--- SELECTED TEXT Enclosed Below ---

Although the distant ancestors of Wallacea's flora and fauna may have been from Asia or Australia-New Guinea, Wallacea is home to many endemic species. There is extensive autochthonous speciation and proportionately large numbers of endemics; the area is an important contributor to the overall mega-biodiversity of the Indonesian Archipelago.

Fauna includes the lowland and mountain anoa, or dwarf buffalo (Bubalus sp.), and the babirusa, or "deer-pig" (Babyrousa sp.), both found on Sulawesi, among other islands. Maluku shares a number of similar species with Sulawesi, albeit with fewer total, given the differences in size between the two islands—Sulawesi has at least 4,000 recorded terrestrial plant and animal species, while Maluku has just over 1,000, by comparison. Sulawesi is home to over 2,000 invertebrate species (with over 1,000 known species of arthropod, not including nearly 900 lepidopterans), 100 species of reptiles and amphibians, and 288 bird species. Maluku has around 70 reptile and amphibian, 250 avian, and over 550 invertebrate species. Seram Island is particularly noted for its butterflies and birds, including the Moluccan king parrot. Smaller mammals, including some carnivorans (such as civets), marsupials (such as the cuscus), primates and rodents are common throughout the region.

--- End of Enclosed SELECTED TEXT ---
--- DATA RECORDS Enclosed Below ---

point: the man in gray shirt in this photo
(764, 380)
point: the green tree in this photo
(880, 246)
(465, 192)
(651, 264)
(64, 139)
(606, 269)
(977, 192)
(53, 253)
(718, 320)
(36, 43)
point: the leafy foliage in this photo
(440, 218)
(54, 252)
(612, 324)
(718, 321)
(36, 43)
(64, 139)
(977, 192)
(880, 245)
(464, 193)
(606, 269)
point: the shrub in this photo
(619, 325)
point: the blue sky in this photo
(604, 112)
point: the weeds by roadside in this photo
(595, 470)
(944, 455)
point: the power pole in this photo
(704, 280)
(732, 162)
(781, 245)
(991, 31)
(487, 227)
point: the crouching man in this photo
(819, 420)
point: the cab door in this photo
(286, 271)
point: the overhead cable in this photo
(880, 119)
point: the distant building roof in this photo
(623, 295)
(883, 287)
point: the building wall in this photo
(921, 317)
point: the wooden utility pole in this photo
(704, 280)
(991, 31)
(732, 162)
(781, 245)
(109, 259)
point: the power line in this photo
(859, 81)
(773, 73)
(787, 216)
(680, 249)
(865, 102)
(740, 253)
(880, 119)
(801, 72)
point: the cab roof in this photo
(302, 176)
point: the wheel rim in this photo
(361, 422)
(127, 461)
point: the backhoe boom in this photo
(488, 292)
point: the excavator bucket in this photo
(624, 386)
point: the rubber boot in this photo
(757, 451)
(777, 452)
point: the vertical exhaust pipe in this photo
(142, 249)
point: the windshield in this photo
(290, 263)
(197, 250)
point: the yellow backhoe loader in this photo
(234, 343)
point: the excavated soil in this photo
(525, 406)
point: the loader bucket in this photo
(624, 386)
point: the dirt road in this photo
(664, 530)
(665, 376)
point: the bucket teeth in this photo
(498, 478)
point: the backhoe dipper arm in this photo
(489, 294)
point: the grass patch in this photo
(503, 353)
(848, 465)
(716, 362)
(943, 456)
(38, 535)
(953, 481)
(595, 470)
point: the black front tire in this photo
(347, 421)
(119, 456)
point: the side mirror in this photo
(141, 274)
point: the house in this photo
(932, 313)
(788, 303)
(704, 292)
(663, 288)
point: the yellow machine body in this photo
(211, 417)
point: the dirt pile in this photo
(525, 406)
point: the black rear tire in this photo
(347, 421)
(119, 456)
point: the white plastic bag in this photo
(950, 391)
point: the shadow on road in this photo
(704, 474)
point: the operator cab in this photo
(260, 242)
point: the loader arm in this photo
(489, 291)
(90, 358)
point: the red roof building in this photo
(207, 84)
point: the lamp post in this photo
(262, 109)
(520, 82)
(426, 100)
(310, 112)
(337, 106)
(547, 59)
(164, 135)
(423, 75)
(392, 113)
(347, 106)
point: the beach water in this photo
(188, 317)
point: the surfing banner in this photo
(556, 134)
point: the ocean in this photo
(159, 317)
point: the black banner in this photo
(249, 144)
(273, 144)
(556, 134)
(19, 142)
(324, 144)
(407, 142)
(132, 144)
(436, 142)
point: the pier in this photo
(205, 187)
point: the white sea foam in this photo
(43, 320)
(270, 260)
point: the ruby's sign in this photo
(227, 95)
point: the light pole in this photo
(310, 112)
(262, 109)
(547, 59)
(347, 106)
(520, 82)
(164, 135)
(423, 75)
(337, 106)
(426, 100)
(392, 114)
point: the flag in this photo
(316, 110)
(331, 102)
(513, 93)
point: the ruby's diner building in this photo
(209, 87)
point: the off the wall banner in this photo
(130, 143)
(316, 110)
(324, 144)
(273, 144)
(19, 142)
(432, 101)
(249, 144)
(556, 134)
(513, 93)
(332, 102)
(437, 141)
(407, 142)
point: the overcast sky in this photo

--- End of Enclosed DATA RECORDS ---

WHAT YOU SHOULD DO> According to the Wallacea passage, how many bird species does Sulawesi have? Rely solely on the Wallacea passage for the answer.

SOLVED EXERCISE> 288